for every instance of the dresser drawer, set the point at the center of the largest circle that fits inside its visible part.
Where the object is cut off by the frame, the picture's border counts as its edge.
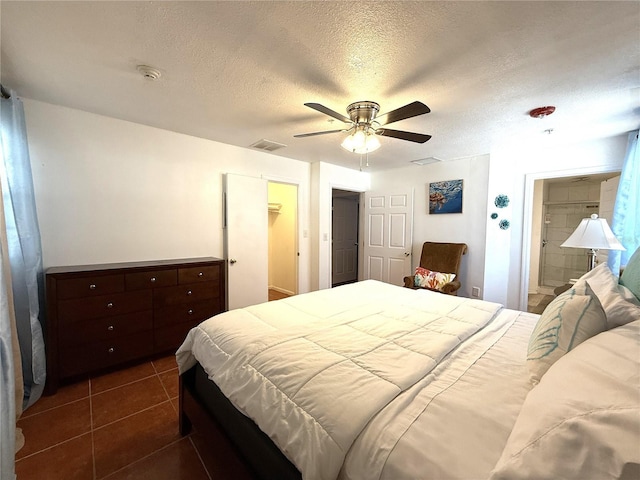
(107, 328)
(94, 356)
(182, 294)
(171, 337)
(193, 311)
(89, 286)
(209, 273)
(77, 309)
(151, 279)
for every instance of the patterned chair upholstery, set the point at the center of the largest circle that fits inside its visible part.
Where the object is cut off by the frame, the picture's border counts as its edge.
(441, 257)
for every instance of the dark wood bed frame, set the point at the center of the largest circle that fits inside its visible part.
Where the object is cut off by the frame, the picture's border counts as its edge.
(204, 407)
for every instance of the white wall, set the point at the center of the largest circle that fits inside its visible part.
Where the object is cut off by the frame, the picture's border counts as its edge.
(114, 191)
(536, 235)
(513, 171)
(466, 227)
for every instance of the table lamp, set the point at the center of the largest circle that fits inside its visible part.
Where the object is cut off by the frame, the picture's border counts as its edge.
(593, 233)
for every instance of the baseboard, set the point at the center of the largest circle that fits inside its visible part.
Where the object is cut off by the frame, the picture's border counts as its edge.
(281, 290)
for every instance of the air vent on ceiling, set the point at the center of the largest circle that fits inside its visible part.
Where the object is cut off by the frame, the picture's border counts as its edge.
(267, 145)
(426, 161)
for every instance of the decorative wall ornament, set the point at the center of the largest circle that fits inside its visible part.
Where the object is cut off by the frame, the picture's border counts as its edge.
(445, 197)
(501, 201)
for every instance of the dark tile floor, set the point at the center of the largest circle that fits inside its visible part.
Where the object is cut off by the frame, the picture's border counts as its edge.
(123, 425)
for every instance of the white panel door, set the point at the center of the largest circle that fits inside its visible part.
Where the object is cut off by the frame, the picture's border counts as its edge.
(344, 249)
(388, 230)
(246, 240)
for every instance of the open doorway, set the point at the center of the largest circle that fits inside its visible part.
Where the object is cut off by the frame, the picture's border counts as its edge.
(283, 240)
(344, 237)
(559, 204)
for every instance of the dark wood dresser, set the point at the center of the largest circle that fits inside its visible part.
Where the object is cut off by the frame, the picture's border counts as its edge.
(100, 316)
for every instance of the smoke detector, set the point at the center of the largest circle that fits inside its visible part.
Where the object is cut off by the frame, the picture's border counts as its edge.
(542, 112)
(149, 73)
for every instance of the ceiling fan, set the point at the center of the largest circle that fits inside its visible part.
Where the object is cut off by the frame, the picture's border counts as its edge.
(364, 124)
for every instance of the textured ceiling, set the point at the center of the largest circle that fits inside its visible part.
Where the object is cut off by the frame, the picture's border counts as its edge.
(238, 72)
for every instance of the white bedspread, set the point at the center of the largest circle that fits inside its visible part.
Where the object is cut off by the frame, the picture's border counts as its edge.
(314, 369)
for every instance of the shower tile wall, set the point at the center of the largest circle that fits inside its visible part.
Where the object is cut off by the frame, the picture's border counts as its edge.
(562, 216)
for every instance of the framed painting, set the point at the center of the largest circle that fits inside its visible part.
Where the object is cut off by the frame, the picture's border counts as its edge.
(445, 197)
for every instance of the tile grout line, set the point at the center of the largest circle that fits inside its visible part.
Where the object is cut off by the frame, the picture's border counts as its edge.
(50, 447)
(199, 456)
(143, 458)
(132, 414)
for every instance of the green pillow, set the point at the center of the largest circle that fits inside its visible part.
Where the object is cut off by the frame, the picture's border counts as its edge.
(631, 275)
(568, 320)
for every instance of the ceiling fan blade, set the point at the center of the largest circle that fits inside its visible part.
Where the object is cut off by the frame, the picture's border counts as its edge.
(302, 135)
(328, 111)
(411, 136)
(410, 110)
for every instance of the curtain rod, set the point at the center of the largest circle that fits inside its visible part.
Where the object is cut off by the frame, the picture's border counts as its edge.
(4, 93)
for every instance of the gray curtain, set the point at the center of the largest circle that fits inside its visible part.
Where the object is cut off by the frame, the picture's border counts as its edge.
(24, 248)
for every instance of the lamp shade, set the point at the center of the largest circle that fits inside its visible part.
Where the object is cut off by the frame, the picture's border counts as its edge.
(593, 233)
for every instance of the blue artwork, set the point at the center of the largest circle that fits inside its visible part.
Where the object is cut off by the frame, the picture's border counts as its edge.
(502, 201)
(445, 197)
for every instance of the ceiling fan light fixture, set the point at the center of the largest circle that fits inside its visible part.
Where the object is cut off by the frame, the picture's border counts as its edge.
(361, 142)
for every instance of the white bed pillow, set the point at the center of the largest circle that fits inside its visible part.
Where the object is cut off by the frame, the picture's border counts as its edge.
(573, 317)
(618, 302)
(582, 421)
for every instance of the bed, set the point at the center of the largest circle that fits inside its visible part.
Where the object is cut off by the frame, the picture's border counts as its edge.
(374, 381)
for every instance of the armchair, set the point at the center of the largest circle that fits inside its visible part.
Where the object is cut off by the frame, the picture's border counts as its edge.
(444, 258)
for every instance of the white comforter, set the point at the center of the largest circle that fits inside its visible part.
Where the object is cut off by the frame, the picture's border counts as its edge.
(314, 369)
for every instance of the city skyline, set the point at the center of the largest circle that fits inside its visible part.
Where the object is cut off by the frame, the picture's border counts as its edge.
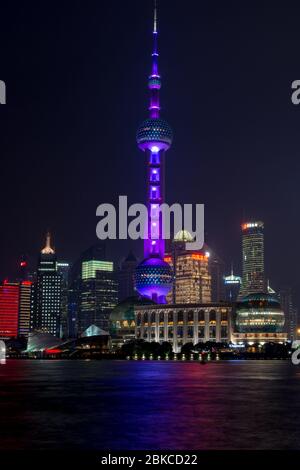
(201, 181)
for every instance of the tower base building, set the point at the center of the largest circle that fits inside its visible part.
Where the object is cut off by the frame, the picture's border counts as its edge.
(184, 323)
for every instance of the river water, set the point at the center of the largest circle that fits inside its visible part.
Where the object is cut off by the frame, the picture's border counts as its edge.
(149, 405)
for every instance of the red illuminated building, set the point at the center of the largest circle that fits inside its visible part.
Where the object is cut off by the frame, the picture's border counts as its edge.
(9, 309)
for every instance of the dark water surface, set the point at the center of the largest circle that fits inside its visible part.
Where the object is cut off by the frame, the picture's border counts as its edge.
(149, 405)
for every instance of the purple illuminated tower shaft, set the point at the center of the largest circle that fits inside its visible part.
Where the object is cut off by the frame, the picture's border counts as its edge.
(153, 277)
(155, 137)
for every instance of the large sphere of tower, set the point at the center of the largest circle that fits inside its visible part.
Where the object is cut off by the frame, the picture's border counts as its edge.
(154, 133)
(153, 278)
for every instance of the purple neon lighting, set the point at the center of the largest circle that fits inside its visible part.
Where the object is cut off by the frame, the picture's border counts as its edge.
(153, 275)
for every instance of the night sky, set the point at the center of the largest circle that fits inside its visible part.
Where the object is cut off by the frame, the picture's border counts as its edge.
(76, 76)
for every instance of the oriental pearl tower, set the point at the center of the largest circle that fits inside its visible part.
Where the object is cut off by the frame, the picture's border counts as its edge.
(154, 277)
------------------------
# Exercise
In the records, locate each line holding the string "water" and copy it.

# Your response
for every instance of the river water, set the point at the center of the largest circle that fits inside its visible part.
for every instance of the dark water surface, set the point at the center of the largest circle that fits inside its visible part.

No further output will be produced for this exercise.